[START]

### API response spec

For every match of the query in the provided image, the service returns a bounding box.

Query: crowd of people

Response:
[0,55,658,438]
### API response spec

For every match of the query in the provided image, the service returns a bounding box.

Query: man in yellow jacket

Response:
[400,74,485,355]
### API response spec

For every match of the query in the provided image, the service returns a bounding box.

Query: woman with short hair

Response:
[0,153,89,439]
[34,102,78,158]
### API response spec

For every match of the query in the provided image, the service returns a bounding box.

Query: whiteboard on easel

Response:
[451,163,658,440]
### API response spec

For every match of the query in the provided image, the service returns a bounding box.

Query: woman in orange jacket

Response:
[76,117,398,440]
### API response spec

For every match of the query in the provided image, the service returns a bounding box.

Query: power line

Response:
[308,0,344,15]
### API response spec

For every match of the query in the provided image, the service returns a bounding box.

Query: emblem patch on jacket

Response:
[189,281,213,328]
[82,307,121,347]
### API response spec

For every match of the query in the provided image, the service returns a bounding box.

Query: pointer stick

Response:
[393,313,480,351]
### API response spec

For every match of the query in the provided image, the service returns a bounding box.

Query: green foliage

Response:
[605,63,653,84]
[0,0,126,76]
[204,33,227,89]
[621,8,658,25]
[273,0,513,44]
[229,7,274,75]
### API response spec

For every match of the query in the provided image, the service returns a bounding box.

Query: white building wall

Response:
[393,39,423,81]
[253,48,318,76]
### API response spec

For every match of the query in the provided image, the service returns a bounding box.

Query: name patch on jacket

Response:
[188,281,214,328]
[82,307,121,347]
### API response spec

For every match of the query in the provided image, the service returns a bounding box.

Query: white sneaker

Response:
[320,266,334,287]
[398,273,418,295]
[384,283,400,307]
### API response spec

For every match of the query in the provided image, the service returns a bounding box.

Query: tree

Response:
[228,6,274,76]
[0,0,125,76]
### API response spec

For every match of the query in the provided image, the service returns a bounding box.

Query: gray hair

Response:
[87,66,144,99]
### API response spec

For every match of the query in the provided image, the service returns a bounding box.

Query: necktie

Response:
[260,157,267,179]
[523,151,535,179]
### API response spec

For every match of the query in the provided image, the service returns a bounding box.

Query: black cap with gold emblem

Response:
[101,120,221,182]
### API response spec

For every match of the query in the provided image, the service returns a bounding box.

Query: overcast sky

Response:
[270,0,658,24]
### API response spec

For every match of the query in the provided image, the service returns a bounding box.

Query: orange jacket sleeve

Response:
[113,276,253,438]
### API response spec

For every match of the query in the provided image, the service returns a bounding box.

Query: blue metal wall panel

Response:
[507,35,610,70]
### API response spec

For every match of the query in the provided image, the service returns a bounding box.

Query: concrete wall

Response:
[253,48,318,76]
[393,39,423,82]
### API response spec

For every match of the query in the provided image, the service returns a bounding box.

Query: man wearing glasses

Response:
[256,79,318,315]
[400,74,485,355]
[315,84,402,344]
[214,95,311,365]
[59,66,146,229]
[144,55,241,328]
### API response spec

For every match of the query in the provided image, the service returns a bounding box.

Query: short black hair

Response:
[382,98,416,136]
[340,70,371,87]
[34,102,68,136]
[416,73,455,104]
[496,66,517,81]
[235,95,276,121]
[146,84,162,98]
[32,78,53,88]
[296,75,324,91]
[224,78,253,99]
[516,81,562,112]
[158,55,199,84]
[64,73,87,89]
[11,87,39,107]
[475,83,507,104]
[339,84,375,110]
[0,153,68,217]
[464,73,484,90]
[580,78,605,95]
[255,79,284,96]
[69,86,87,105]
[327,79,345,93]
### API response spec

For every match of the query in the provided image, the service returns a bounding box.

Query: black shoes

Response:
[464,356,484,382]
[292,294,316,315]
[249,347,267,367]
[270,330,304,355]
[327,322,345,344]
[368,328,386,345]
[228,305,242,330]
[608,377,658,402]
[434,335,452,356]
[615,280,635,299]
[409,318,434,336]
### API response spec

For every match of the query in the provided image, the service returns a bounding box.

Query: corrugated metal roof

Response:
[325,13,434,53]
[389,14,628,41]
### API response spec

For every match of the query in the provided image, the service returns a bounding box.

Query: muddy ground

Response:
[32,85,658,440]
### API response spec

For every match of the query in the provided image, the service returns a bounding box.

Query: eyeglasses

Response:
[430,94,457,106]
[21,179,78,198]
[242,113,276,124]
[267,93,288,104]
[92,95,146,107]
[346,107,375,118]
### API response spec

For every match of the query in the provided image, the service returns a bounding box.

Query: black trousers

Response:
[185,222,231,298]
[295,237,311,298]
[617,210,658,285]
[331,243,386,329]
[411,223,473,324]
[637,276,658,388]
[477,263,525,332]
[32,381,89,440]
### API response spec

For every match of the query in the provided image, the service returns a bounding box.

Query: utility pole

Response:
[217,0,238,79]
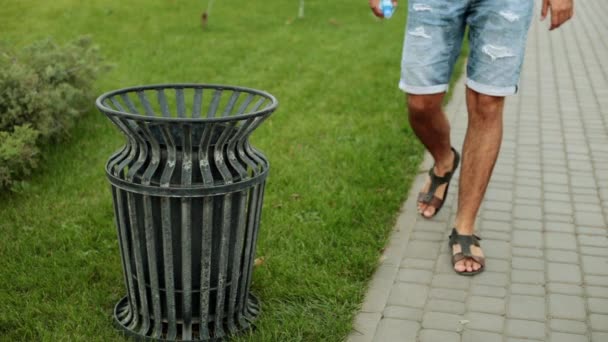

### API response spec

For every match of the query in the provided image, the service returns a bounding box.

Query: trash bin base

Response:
[113,293,261,342]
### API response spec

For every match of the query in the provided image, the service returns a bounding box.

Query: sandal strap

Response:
[418,147,460,203]
[449,228,481,259]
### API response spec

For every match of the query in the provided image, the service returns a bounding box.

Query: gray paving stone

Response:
[471,284,507,298]
[347,312,381,342]
[419,329,460,342]
[587,298,608,314]
[574,202,602,213]
[547,262,582,284]
[511,270,545,284]
[482,230,511,242]
[511,257,545,271]
[545,232,577,250]
[576,228,608,236]
[581,255,608,275]
[387,283,429,308]
[549,319,587,335]
[544,200,573,215]
[545,213,574,223]
[578,235,608,248]
[515,185,542,199]
[431,272,470,290]
[435,253,454,274]
[422,312,463,332]
[549,294,587,321]
[429,288,467,303]
[507,295,546,321]
[585,274,608,286]
[511,247,543,258]
[473,272,509,287]
[410,231,445,241]
[382,305,422,322]
[462,330,502,342]
[545,222,575,234]
[550,332,589,342]
[513,205,543,219]
[426,299,466,315]
[591,331,608,342]
[505,319,545,340]
[373,318,420,342]
[400,258,435,270]
[589,314,608,331]
[544,189,570,202]
[484,188,513,202]
[414,220,448,233]
[547,283,583,296]
[512,230,543,248]
[406,241,439,260]
[481,210,512,222]
[465,312,505,333]
[585,286,608,298]
[481,239,511,259]
[545,249,579,264]
[511,283,545,296]
[397,268,433,285]
[483,201,513,212]
[469,296,505,315]
[574,211,606,227]
[480,219,511,234]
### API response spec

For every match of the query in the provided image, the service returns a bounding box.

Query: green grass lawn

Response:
[0,0,460,341]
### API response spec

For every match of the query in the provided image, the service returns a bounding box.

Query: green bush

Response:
[0,37,105,188]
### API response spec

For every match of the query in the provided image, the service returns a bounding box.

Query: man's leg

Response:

[END]

Aim: The records above must be transcribed exactly. Pictures are left out of the copy.

The solution:
### API response spec

For every match of the query in the provided image, the service returns a bounding box.

Query: crowd of people

Response:
[0,55,658,438]
### API response spec

For every match of the query in the provided image, the service returns a bounding box.

Query: man in yellow jacket

Response:
[400,74,485,355]
### API response spec

For every match of the query in the provided image, the service returns a bounding box.

Query: woman with short hair

Response:
[0,153,89,439]
[34,102,78,158]
### API response spec

For every match of the query in the provided image, the service returns a bounding box.

Query: whiteboard on easel

Response:
[451,163,658,440]
### API response spec

For every match of the query in the provided image, the service returns a bounding box.

Query: woman in orange jacket

Response:
[76,117,398,440]
### API response spec

For every match of the query in the provided image, the service returns a bounding box.

Query: power line

Response:
[308,0,344,15]
### API response spec

For every match of the query in the provided image, the service returns a bounding box.

Query: emblem patch on jacket

Response:
[189,281,213,328]
[82,307,121,347]
### API response spec

For every match of the query in the provided image, the service returns a bounding box.

Query: pointer stick

Response:
[393,313,480,351]
### API response spec

For every match of the query in the provided image, the service returns a bounding box.

Query: green foliage

Response:
[605,63,653,84]
[0,0,126,76]
[204,33,227,89]
[621,8,658,25]
[273,0,513,44]
[229,7,274,75]
### API response spec

For every match of the query in the provided image, the service returns a bounding box.

Query: white building wall

Response:
[393,39,423,81]
[253,48,318,76]
### API response spec

For every match of the query in the provided image, the service returns a bounding box.

Query: name patch on jacket

Response:
[188,281,214,328]
[82,307,121,347]
### API response spec

For every match of the query in the provided image, the service returns a bounding box.

Query: white sneaker

Response:
[320,266,334,287]
[398,273,418,295]
[384,283,400,307]
### API response spec

For every match of the query in the provided image, the service returns a bounding box.

Query: tree

Response:
[228,6,274,76]
[0,0,125,76]
### API response spec

For every match of the query in the provided image, the service returns a bounding box.

Query: gray hair

Response:
[87,66,144,99]
### API response spec

For every match of the query in the provided image, the service returns a bounding box.

Query: necktie

Response:
[260,157,267,179]
[523,151,535,179]
### API response spec

For every match of the query in the provided image, the service returns a bounding box.

Query: black cap with gold emblem

Response:
[101,120,221,182]
### API response spec

For every match of the query in the provided image, the service returns a bounding box.

Query: overcast sky

Response:
[270,0,658,24]
### API response spec

For every match of the query in the provided image, the service returns a bounding box.

Query: orange jacket sleeve

Response:
[113,276,253,438]
### API response spec

For every match of the query in the provided image, the service returns a bounding box.

Query: blue metal wall panel

Response:
[507,35,610,70]
### API response spec

For every match of the query in the provided image, the service returns a bounding box.

Query: concrete wall

Response:
[253,48,318,76]
[393,39,423,82]
### API response spec

For every match of the query in the provided image, the service returns a bounding box.

Query: man wearing glasses

Response:
[256,79,318,315]
[400,74,485,355]
[315,84,402,344]
[214,95,311,365]
[59,66,146,229]
[144,55,241,328]
### API response spec

For every match of the query in the provided image, the service returns a bounding box.

Query: short black hair

Response:
[382,98,416,136]
[340,70,371,87]
[34,102,68,136]
[416,73,455,104]
[496,66,517,81]
[235,95,276,121]
[146,84,162,98]
[32,78,53,88]
[296,75,324,91]
[224,78,253,99]
[516,81,562,112]
[158,55,199,84]
[64,73,87,89]
[11,87,39,107]
[475,83,507,104]
[339,84,375,110]
[0,153,68,217]
[464,73,484,90]
[580,78,605,95]
[255,79,284,96]
[69,86,87,105]
[327,79,345,93]
### API response spec

For every match of the query in the provided image, the service returns a bounding box.

Query: black shoes

Response:
[464,356,484,382]
[292,294,316,315]
[249,347,267,367]
[270,330,304,355]
[327,322,345,344]
[368,328,386,345]
[228,305,242,330]
[608,377,658,402]
[434,335,452,356]
[615,280,635,299]
[409,318,434,336]
### API response spec

For every match of the query in the provided image, the service returns a bounding box.

Query: corrugated metal roof

Response:
[325,13,434,53]
[389,14,628,41]
### API response spec

For every match of the query in the provided image, the service returns a bounding box.

Query: muddy ground

Response:
[32,85,658,440]
### API response spec

For every match of the query in the provided image, the service returns a bounding box.

Query: eyeglasses

Response:
[430,94,457,106]
[21,179,78,198]
[242,113,276,124]
[267,93,288,104]
[92,95,146,107]
[346,107,375,118]
### API response spec

For every match of the query in the provided image, the service returns a bounding box.

Query: black trousers

Response:
[185,222,231,298]
[295,237,311,298]
[617,210,658,285]
[331,243,386,329]
[411,223,473,324]
[637,276,658,388]
[477,263,525,332]
[32,381,89,440]
### API response spec

For every match of the query in the provided image, the service returns a bounding box.

Query: utility pole

Response:
[217,0,238,79]

### API response spec

For every match of the query in the provided image, the service returns a bounding box.

Query: trash bin base

Response:
[113,293,261,342]
### API response spec

For every match of the query in the provided image, the service returns a bounding box.

Query: sandal strap

Response:
[418,147,460,203]
[449,228,481,259]
### API response spec

For every match of the query in the provided image, the service returns a bounding box.

Query: gray paving stone

Response:
[471,284,507,298]
[347,312,381,342]
[419,329,460,342]
[587,298,608,314]
[574,202,602,213]
[547,262,582,284]
[511,270,545,284]
[482,230,511,242]
[511,257,545,271]
[545,232,577,250]
[576,228,608,236]
[581,255,608,275]
[387,283,429,308]
[549,319,587,335]
[544,200,573,215]
[545,213,574,223]
[578,235,608,248]
[515,185,542,199]
[431,272,470,290]
[435,253,454,274]
[422,312,463,332]
[549,294,587,321]
[429,288,467,303]
[507,295,546,321]
[585,274,608,286]
[511,247,543,258]
[473,272,509,287]
[410,231,445,241]
[382,305,422,322]
[462,330,502,342]
[545,222,575,234]
[550,332,589,342]
[513,205,543,219]
[426,299,466,315]
[591,331,608,342]
[505,319,545,340]
[373,318,420,342]
[400,258,435,270]
[589,314,608,331]
[544,189,570,202]
[484,188,513,202]
[414,220,448,233]
[547,283,583,296]
[512,230,543,248]
[406,241,439,260]
[481,210,512,222]
[465,312,505,333]
[585,286,608,298]
[481,239,511,259]
[545,249,579,264]
[511,283,545,296]
[397,268,433,285]
[483,201,513,212]
[469,296,505,315]
[574,211,606,227]
[480,219,511,234]
### API response spec

For every match of the query in the provided image, the service returns a bounding box.

Query: green grass lawn

Response:
[0,0,460,341]
### API response spec

For every match of the query in the provided image, the service returns a bounding box.

Query: green bush

Response:
[0,37,105,188]
### API response spec

For every match of the query in the provided image, the service returns a bounding box.

Query: man's leg

Response:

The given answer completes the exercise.